- [WHAT YOU ARE ASKED TO DO]: Go through the listing and write out all of it exactly.

- [Items listed in a dataset]:
▬▬▬▬▬▬▬▬▬▬

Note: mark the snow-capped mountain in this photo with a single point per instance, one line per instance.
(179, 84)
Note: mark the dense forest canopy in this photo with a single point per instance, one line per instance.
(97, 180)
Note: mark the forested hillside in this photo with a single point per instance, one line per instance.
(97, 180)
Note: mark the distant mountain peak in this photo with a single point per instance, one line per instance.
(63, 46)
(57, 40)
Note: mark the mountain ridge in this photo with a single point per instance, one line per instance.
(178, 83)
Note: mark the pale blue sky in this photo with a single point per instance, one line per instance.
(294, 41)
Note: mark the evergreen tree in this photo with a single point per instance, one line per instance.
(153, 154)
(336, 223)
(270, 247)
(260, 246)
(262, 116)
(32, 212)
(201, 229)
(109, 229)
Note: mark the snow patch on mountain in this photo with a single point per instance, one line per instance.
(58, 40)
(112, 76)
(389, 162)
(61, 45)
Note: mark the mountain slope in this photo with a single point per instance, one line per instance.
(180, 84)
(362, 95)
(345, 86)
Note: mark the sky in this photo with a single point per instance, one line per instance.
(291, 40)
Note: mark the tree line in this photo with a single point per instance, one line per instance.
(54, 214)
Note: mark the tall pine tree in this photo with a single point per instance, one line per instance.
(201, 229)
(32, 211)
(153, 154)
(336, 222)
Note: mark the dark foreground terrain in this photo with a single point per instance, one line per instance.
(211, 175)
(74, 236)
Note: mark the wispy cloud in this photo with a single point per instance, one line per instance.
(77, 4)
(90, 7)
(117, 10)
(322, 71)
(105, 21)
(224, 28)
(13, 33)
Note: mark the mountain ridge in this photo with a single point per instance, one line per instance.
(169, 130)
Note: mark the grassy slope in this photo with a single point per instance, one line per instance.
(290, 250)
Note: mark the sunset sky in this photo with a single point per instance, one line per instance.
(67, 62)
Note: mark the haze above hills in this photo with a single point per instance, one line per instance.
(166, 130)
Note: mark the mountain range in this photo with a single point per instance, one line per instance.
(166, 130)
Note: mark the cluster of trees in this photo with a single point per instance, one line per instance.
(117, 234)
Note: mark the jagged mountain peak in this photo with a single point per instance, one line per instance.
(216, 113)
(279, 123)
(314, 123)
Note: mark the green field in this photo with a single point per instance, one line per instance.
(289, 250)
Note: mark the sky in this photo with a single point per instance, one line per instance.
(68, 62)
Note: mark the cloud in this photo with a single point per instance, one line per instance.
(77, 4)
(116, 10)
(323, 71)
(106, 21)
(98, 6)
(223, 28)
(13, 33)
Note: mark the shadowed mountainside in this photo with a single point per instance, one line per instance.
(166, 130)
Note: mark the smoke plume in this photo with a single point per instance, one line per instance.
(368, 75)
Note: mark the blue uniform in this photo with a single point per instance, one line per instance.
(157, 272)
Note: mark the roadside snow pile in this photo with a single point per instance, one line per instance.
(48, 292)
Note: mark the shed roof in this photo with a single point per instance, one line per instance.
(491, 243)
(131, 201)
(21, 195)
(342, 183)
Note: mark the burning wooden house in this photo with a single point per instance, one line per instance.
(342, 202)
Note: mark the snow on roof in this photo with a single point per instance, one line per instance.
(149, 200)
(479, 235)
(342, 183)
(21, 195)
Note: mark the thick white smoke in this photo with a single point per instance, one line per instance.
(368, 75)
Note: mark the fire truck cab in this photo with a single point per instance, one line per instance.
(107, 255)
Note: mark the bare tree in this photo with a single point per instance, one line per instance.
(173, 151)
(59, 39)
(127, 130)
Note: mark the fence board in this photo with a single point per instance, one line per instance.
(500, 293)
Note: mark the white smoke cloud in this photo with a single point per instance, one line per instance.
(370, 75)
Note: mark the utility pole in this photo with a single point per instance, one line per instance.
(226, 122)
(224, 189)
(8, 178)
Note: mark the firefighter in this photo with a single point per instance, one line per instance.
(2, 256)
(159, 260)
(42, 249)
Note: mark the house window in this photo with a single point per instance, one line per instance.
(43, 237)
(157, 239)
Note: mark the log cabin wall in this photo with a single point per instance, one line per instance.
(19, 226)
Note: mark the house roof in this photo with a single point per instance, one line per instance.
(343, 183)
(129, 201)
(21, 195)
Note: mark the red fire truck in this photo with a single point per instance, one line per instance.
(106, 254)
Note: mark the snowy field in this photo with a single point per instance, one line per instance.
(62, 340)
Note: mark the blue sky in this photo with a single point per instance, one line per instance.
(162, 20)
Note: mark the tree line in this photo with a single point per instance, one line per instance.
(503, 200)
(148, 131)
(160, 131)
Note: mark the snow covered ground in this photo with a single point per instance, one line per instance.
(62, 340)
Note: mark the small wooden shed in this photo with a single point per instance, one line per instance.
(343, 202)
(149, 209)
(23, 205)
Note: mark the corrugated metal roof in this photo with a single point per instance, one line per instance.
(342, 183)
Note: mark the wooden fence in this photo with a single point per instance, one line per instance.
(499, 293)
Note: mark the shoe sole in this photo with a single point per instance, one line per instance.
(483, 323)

▬▬▬▬▬▬▬▬▬▬

- [OUTPUT]:
Note: mark the snow-capped mountain in this photo with a single point per instance, one line per instance.
(179, 84)
Note: mark the dense forest canopy in this photo with a single point per instance, one line per instance.
(97, 180)
Note: mark the forested hillside in this photo with a single point per instance, one line per instance.
(97, 180)
Note: mark the distant mountain peak in this photo with a single point per instance, one line per instance.
(63, 46)
(57, 40)
Note: mark the mountain ridge in this photo with a single point per instance, one line per instance.
(178, 83)
Note: mark the pale blue sky in this photo with a single point per instance, one line per instance.
(294, 41)
Note: mark the evergreen tree in this photo with a single point per instance, one line per instance.
(153, 154)
(336, 223)
(270, 247)
(260, 246)
(262, 116)
(32, 212)
(201, 229)
(109, 229)
Note: mark the snow patch on mountain in this photo with a single point per instance, one line per instance.
(58, 40)
(112, 76)
(389, 162)
(61, 45)
Note: mark the mountain slope in this photo with a single point per instance, one line per instance.
(180, 84)
(362, 95)
(345, 86)
Note: mark the sky in this photo with a single point per instance, one line per instance.
(291, 40)
Note: mark the tree line in this photo with a single point per instance, one line per instance.
(54, 214)
Note: mark the tall pine tree in this photo with a single point per instance, one line per instance.
(201, 229)
(32, 211)
(153, 154)
(336, 222)
Note: mark the dark foreground terrain in this photo with a single point per instance, one line per instance.
(211, 175)
(74, 236)
Note: mark the wispy cloud in this photo with a single point per instance, one line per instance.
(77, 4)
(90, 7)
(117, 10)
(322, 71)
(105, 21)
(224, 28)
(13, 33)
Note: mark the mountain ridge in this photo with a single point per instance, one line per instance.
(169, 130)
Note: mark the grassy slope in this photo with a single point per instance, one line per instance.
(290, 250)
Note: mark the sunset sky in this photo with a single point per instance, one line per instance.
(67, 62)
Note: mark the haze above hills in this photo with a single point per instance, one line per instance.
(166, 130)
Note: mark the mountain range in this photo with a single point per instance, one line per instance.
(166, 130)
Note: mark the cluster of trees in this photo with a single point per instance, one line per instance.
(117, 234)
Note: mark the jagged mountain peak in this photo with a single point per instance, one line per instance.
(216, 113)
(279, 123)
(314, 123)
Note: mark the green field in this photo with a single point per instance, one line per instance.
(289, 250)
Note: mark the sky in this photo with a single point per instance, one line per instance.
(68, 62)
Note: mark the cloud in this photo with a single point per instance, one line per instance.
(77, 4)
(116, 10)
(323, 71)
(106, 21)
(98, 6)
(223, 28)
(13, 33)
Note: mark the shadowed mountainside in this photo with a single point per instance, one line per instance.
(166, 130)
Note: mark the smoke plume in this photo with a single point per instance, one line per instance.
(368, 75)
Note: mark the blue uniform in this photo with a single point per instance, one line per instance.
(157, 272)
Note: mark the roadside snow pile in this photo with a single point per instance, one line per instance.
(48, 292)
Note: mark the shed roof in this photo with a single point per instance, one line per instance.
(491, 243)
(131, 201)
(21, 195)
(342, 183)
Note: mark the burning wooden house in this photo with a single point per instance, one line per instance.
(342, 202)
Note: mark the snow on roof in this photo with a single point per instance, one line per instance.
(149, 200)
(479, 235)
(342, 183)
(21, 195)
Note: mark the thick white smoke in this photo with a single point per instance, one line per instance.
(368, 75)
Note: mark the fire truck cab in this photo with a single point per instance, one line per instance.
(107, 255)
Note: mark the bare tree in this photo with a single point per instance, one line per instance.
(173, 151)
(59, 39)
(127, 130)
Note: mark the fence board in this photo with a single point per instance, one line per instance.
(500, 293)
Note: mark the white smoke cloud in this photo with a single point per instance, one line per instance.
(370, 75)
Note: mark the utility pole in this photo with a single point per instance, one line per instance.
(226, 122)
(224, 189)
(8, 178)
Note: mark the firefighter in this photo with a single point per instance, one line per instance.
(2, 256)
(159, 260)
(42, 249)
Note: mark the house window in this photo with a single point per instance, one line per instance.
(43, 237)
(157, 239)
Note: mark the log cabin wall in this photo with a single point per instance, one line per instance.
(19, 226)
Note: mark the house roof in this photo with a single point per instance, one line per instance.
(343, 183)
(129, 201)
(21, 195)
Note: mark the red fire truck in this photo with a single point per instance, one line per instance.
(106, 254)
Note: mark the snowy field in this photo with a single point per instance, one line per instance.
(62, 340)
Note: mark the blue sky in this photo with a single point per instance, one line per instance.
(162, 20)
Note: mark the tree line in this photo with a single point per instance, one line per instance.
(503, 200)
(148, 131)
(160, 131)
Note: mark the snow covered ground in this photo with a single point per instance, one line per instance.
(62, 340)
Note: mark the small wooden shed in this photo with a single point per instance, one line per instance.
(343, 202)
(149, 209)
(23, 205)
Note: mark the corrugated metal roof in this photo with a single point per instance, one line per instance.
(342, 183)
Note: mark the wooden fence in this photo with a single point per instance, one line per instance.
(499, 293)
Note: mark the shoe sole in this photo with a single point per instance, one line per instance.
(483, 323)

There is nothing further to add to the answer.